**What to do:**
**a)** From the passage on works connected to Degas's Little Dancer sculpture, list every title of a ballet, documentary, musical, film or video it names.
**b)** Please answer these questions using the passage on works connected to Degas's Little Dancer sculpture:
(i) Who did the choreography for the 2003 ballet?
(ii) At which theater did the reworked musical premiere in March 2019?
(iii) In which 1993 thriller film is the sculpture prominently featured?
**c)** Extend the passage on works connected to Degas's Little Dancer sculpture with the part that comes next.

START Document extract

A 2003 ballet with choreography by Patrice Bart and music by Denis Levaillant, La Petite Danseuse de Degas, was premiered by the Paris Opera.

The 2004 BBC Two documentary The Private Life of a Masterpiece: Little Dancer Aged Fourteen closely examines the sculpture, the model, the circumstances of her life, and the critical reaction to the work.

In 2014, the Kennedy Center for the Performing Arts in Washington, D.C. premiered the stage musical, Little Dancer, inspired by the story of the young ballerina immortalized by Edgar Degas in his famous sculpture. In March 2019 a reworked version of the musical, now called Marie, Dancing Still premiered at the 5th Avenue Theater in Seattle. Tiler Peck, principal dancer of New York City Ballet, led the cast and Susan Stroman was the director and choreographer for the production.

==In popular culture==

The sculpture is prominently featured in the 1993 thriller film Malice.

It appears in the art gallery of the Feet scene in the Baby Einstein video, "Baby da Vinci: From Head to Toe".

END Document extract
START Material provided

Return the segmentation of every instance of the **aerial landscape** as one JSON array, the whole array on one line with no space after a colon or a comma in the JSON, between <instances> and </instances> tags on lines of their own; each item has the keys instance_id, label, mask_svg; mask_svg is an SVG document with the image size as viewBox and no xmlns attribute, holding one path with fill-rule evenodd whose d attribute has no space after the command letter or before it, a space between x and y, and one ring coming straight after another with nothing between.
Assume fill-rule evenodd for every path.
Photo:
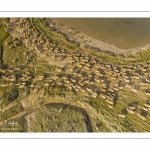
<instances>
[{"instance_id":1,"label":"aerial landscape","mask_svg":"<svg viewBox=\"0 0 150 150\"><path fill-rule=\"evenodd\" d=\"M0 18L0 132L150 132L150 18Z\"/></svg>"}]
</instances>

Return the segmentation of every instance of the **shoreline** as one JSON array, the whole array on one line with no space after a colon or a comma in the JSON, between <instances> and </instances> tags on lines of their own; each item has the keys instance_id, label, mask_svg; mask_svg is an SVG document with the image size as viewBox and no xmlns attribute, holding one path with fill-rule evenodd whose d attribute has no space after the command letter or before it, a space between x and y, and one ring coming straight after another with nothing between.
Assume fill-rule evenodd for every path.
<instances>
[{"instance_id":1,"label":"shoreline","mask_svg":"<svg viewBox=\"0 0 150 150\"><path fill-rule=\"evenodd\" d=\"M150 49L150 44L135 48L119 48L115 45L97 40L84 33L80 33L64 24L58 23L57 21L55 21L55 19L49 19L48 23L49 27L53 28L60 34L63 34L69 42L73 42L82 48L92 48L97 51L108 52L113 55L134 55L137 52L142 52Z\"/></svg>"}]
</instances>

END Material provided
START Material provided

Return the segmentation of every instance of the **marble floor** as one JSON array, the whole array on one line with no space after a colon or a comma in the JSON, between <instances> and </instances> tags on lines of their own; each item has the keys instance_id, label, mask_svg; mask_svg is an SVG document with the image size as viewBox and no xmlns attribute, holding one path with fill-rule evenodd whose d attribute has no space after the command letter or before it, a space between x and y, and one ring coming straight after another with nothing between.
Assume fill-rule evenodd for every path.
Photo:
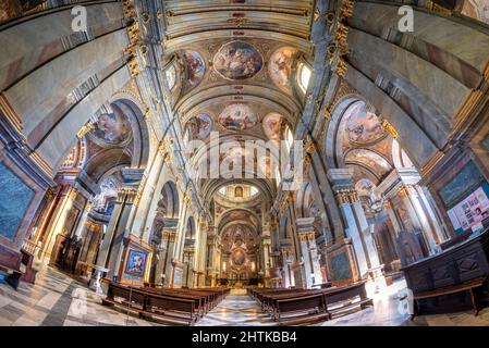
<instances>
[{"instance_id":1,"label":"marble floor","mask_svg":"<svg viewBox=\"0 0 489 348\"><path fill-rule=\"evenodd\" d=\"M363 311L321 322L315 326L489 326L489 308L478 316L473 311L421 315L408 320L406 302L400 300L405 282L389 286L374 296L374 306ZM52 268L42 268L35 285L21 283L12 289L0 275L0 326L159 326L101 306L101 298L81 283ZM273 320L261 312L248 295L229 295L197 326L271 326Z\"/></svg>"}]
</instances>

END Material provided
START Material provided

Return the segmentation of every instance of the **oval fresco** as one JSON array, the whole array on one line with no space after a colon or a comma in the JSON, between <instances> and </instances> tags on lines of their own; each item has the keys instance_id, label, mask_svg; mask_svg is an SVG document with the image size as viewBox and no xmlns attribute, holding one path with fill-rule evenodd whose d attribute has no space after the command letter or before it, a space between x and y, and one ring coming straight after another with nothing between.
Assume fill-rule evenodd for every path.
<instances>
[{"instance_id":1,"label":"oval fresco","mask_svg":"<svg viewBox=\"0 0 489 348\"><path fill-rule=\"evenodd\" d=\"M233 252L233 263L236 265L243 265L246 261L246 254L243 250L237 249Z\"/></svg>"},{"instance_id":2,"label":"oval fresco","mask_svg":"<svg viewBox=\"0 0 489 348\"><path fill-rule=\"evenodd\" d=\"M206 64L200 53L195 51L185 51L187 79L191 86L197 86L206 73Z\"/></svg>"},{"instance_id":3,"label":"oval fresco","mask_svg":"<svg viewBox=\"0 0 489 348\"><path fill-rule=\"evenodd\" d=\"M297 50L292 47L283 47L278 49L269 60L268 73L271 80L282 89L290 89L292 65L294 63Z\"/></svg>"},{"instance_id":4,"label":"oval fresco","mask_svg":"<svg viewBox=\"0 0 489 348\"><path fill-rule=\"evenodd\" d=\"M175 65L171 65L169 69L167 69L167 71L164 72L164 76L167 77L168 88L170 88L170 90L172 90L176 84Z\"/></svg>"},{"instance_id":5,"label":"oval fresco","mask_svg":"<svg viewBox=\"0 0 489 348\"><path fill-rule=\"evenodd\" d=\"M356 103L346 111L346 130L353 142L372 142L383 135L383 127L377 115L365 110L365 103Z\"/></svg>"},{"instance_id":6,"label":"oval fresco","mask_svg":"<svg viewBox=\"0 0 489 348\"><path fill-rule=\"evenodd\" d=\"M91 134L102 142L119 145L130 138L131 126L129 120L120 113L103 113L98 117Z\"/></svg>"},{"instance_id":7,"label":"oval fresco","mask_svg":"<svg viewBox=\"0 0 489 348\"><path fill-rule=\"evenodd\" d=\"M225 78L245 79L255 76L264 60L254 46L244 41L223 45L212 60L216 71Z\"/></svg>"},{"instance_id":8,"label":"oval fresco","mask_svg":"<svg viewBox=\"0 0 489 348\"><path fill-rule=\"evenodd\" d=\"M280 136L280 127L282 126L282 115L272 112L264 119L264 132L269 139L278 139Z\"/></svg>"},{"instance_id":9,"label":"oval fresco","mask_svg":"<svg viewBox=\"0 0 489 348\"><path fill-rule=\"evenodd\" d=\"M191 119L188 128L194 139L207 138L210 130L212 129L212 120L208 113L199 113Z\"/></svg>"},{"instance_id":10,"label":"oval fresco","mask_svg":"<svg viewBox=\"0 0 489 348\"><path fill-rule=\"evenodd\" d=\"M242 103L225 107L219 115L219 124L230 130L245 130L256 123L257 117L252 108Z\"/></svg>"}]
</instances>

END Material provided

**Answers per task:**
**a)**
- La Petite Danseuse de Degas
- The Private Life of a Masterpiece: Little Dancer Aged Fourteen
- Little Dancer
- Marie, Dancing Still
- Malice
- "Baby da Vinci: From Head to Toe"

**b)**
(i) Patrice Bart
(ii) The 5th Avenue Theater in Seattle
(iii) Malice

**c)**
It appears in the 2007 Little Einsteins episode, "The Wind-Up Toy Prince".

It makes a cameo in the 2009 fantasy comedy film Night at the Museum: Battle of the Smithsonian.

The 2013 novel The Painted Girls by Cathy Marie Buchanan centers upon the life of Marie van Goethem, the model for this piece. It traces the statue's development over several years, and considers how Marie may have reacted to its appearance. Buchanan draws parallels between Degas' work, the criminal theories of Cesare Lombroso, and the stage adaptation of Émile Zola's L'Assommoir.

It has recently been featured in the 2020 Netflix drama series Tiny Pretty Things, and in the 2022 HBO original series The Gilded Age, episode Irresistible Change.